> _Exercise description_
Transcribe, without alteration, the line that includes "Query: overcast sky" and each line after it until the records end, omitting all that precede it.
━━━━━━━━━━━━━━━━━━━━━━━━━━━━━━
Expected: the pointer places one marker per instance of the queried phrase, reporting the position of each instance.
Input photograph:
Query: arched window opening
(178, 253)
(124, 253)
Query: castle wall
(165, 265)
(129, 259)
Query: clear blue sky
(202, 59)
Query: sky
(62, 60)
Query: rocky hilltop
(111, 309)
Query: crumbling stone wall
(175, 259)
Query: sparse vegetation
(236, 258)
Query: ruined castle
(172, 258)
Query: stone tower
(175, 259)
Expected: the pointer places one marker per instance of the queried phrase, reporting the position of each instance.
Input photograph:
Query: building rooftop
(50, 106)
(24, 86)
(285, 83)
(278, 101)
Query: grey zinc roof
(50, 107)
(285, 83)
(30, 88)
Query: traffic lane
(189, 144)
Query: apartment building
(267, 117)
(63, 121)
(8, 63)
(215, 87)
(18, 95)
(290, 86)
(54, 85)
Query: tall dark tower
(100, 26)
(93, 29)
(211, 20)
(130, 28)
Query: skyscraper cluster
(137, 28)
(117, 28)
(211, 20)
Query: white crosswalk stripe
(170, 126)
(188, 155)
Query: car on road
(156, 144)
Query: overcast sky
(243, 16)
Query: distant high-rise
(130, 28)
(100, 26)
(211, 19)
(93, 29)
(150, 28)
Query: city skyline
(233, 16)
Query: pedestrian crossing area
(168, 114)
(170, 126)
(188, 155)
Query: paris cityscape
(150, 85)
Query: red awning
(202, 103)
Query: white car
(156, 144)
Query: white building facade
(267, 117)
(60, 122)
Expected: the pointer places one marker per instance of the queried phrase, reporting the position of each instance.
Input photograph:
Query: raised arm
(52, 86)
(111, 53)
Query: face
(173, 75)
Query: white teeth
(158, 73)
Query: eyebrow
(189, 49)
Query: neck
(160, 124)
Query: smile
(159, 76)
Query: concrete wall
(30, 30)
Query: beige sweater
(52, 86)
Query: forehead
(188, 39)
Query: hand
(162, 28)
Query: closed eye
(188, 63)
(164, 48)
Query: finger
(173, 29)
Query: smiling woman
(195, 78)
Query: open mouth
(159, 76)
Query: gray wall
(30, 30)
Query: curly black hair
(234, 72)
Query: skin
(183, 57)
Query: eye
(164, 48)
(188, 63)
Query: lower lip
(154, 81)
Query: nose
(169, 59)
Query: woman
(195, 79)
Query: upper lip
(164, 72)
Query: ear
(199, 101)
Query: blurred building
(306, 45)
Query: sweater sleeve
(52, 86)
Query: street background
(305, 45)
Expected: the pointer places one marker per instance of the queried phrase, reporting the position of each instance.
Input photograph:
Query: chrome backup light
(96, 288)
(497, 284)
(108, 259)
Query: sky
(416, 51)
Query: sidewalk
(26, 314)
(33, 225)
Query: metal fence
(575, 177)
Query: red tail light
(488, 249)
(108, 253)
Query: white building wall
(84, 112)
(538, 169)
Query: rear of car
━━━━━━━━━━━━━━━━━━━━━━━━━━━━━━
> _Written solution_
Query: overcast sky
(243, 16)
Query: distant high-rise
(130, 28)
(100, 26)
(211, 19)
(93, 29)
(150, 28)
Query: city skyline
(233, 16)
Query: pedestrian crossing area
(168, 114)
(170, 126)
(188, 155)
Query: paris cityscape
(150, 85)
Query: red awning
(202, 103)
Query: white car
(156, 144)
Query: white building facade
(267, 117)
(60, 122)
Expected: the pointer places one marker per instance of the queried phrase, reporting the position of each instance.
Input photograph:
Query: raised arm
(52, 86)
(111, 53)
Query: face
(173, 75)
Query: white teeth
(158, 73)
Query: eyebrow
(189, 49)
Query: neck
(160, 124)
Query: smile
(159, 76)
Query: concrete wall
(30, 30)
Query: beige sweater
(52, 86)
Query: forehead
(188, 39)
Query: hand
(162, 28)
Query: closed eye
(188, 63)
(164, 48)
Query: finger
(173, 29)
Query: smiling woman
(195, 78)
Query: open mouth
(159, 76)
Query: gray wall
(30, 30)
Query: curly black hair
(234, 72)
Query: skin
(183, 57)
Query: eye
(164, 48)
(188, 63)
Query: lower lip
(154, 81)
Query: nose
(169, 59)
Query: woman
(195, 79)
Query: upper lip
(164, 72)
Query: ear
(199, 101)
Query: blurred building
(306, 45)
Query: sweater sleeve
(52, 86)
Query: street background
(305, 45)
Expected: the pointer places one marker per instance of the queried phrase, reporting the position of each instance.
Input photograph:
Query: chrome backup light
(96, 288)
(497, 284)
(108, 259)
Query: sky
(416, 51)
Query: sidewalk
(26, 314)
(33, 225)
Query: metal fence
(575, 177)
Query: red tail light
(488, 249)
(108, 253)
Query: white building wall
(84, 112)
(538, 169)
Query: rear of car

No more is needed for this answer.